» **WHAT YOU NEED TO DO**:
Starting at the line that contains "negative clicks: (218, 103)" in the listing below, write out every line word for word until you have written the line that contains "box: [211, 75, 236, 96]".

(PROVIDED DATA begins)

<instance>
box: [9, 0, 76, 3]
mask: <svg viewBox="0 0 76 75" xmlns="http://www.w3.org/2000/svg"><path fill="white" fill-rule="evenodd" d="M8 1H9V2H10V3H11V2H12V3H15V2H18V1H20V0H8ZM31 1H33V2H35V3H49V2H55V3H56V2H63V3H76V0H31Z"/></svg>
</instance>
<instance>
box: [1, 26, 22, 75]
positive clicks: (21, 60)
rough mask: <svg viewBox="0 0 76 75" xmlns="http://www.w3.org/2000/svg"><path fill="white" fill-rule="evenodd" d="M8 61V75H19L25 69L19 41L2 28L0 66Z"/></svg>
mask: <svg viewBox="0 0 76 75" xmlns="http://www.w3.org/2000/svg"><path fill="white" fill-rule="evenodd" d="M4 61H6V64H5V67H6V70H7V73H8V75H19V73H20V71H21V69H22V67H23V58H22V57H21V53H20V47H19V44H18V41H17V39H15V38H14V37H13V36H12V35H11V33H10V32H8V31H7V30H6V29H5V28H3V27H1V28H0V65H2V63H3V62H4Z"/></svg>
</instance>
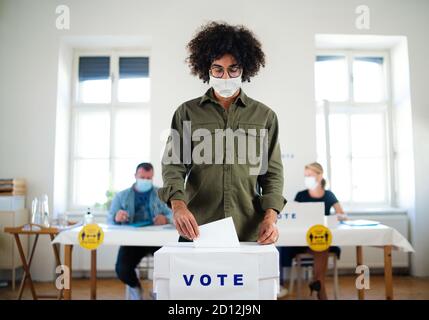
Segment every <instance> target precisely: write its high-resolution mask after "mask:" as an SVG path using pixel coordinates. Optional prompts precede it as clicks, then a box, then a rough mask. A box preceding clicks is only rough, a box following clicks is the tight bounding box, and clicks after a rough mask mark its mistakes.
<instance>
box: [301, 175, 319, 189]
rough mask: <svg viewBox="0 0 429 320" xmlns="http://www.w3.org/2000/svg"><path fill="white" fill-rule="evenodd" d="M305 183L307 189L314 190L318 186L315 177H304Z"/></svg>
mask: <svg viewBox="0 0 429 320" xmlns="http://www.w3.org/2000/svg"><path fill="white" fill-rule="evenodd" d="M304 184H305V187H306V188H307V189H310V190H314V189H316V187H317V181H316V178H315V177H304Z"/></svg>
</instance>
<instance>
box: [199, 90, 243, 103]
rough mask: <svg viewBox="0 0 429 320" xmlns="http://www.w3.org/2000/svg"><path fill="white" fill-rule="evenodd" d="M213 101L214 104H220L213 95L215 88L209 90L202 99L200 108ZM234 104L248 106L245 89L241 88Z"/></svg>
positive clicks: (212, 101) (206, 91)
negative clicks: (218, 103)
mask: <svg viewBox="0 0 429 320" xmlns="http://www.w3.org/2000/svg"><path fill="white" fill-rule="evenodd" d="M207 101H212V102H214V103H219V101H217V100H216V98H215V97H214V94H213V88H209V89H208V90H207V91H206V93H205V94H204V95H203V96H202V97H201V100H200V106H202V105H203V104H204V103H205V102H207ZM233 103H237V105H241V106H243V107H245V106H246V105H247V96H246V94H245V93H244V91H243V89H242V88H240V94H239V95H238V97H237V98H235V100H234V102H233Z"/></svg>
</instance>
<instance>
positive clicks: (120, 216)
mask: <svg viewBox="0 0 429 320" xmlns="http://www.w3.org/2000/svg"><path fill="white" fill-rule="evenodd" d="M128 218H129V216H128V212H126V211H125V210H119V211H118V212H116V215H115V221H116V222H126V221H128Z"/></svg>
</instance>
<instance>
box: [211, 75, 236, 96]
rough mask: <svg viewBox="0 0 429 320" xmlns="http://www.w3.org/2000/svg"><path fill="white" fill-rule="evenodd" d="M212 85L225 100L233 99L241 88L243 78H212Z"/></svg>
mask: <svg viewBox="0 0 429 320" xmlns="http://www.w3.org/2000/svg"><path fill="white" fill-rule="evenodd" d="M209 83H210V85H211V86H212V87H213V89H214V90H215V91H216V93H217V94H219V95H220V96H221V97H223V98H229V97H232V96H233V95H234V94H235V93H236V92H237V90H238V89H240V88H241V77H237V78H228V79H220V78H215V77H212V76H210V82H209Z"/></svg>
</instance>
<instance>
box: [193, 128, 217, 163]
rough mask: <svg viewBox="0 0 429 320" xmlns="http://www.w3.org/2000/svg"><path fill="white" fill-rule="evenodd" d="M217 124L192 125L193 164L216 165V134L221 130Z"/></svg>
mask: <svg viewBox="0 0 429 320" xmlns="http://www.w3.org/2000/svg"><path fill="white" fill-rule="evenodd" d="M220 128H221V127H220V125H219V124H218V123H216V122H207V123H195V124H192V130H191V131H192V135H191V146H192V147H191V157H192V163H193V164H214V163H216V158H215V157H216V142H215V140H216V137H215V136H216V132H217V131H218V130H219V129H220Z"/></svg>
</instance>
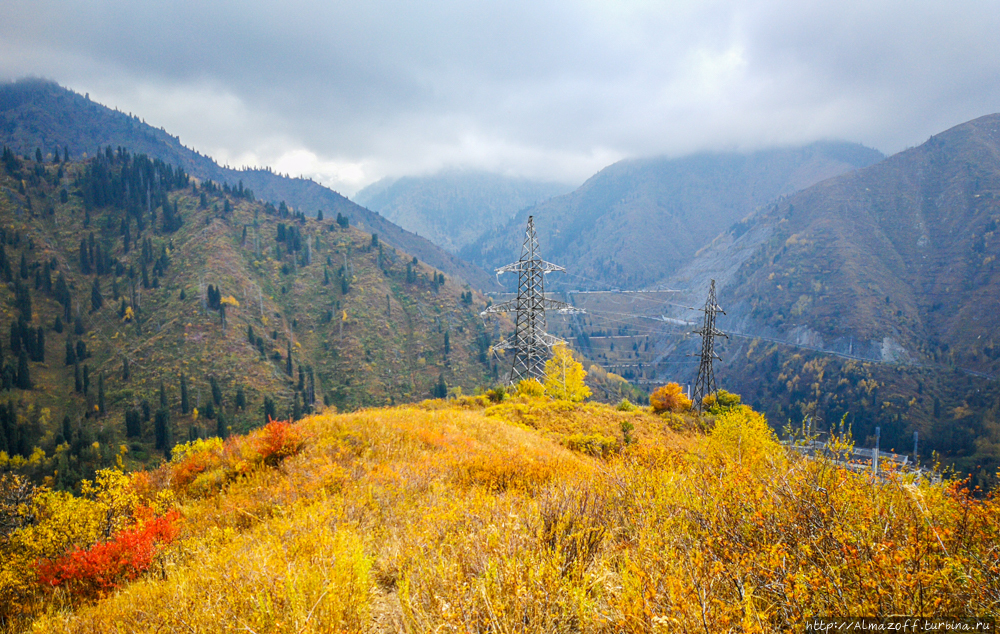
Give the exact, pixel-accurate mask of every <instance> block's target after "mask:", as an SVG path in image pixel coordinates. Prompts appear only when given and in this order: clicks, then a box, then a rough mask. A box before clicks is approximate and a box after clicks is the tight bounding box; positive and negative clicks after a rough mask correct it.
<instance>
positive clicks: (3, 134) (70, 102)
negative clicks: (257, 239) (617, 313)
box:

(PROVIDED DATA ends)

» **SOLUTION FOR THIS TASK**:
negative clicks: (218, 103)
mask: <svg viewBox="0 0 429 320" xmlns="http://www.w3.org/2000/svg"><path fill="white" fill-rule="evenodd" d="M207 101H212V102H214V103H219V101H217V100H216V98H215V97H214V94H213V88H209V89H208V90H207V91H206V93H205V94H204V95H203V96H202V97H201V100H200V106H202V105H203V104H204V103H205V102H207ZM233 103H237V105H241V106H243V107H245V106H246V105H247V96H246V94H245V93H244V91H243V89H242V88H240V94H239V95H238V97H237V98H235V100H234V102H233Z"/></svg>
</instance>
<instance>
positive clicks: (120, 216)
mask: <svg viewBox="0 0 429 320" xmlns="http://www.w3.org/2000/svg"><path fill="white" fill-rule="evenodd" d="M128 218H129V216H128V212H126V211H125V210H119V211H118V212H116V215H115V221H116V222H126V221H128Z"/></svg>
</instance>
<instance>
box: [211, 75, 236, 96]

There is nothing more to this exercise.